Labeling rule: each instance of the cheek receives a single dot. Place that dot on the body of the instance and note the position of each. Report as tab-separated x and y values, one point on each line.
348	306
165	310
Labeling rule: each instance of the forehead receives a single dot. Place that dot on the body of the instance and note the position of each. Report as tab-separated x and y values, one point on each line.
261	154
==
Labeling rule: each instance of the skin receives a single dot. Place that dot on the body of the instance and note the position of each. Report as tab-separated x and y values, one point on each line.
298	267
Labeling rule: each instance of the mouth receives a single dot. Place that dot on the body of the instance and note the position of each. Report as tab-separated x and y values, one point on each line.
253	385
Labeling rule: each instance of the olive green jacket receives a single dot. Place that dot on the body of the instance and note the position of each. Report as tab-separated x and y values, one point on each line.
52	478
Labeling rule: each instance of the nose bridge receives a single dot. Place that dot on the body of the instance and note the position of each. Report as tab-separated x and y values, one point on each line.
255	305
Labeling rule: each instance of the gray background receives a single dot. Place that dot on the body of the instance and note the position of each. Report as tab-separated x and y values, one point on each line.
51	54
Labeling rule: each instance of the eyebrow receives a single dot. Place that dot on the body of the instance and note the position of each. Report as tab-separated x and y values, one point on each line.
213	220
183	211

WHAT IS ASKED: Report every line above that contains the word "olive", copying each such line in full.

WORKED ANSWER:
Labeling rule: each instance of the olive green jacket receives a single dot. Place that dot on the body of the instance and note the position of each. Report as tab-separated x and y values, one point on each line.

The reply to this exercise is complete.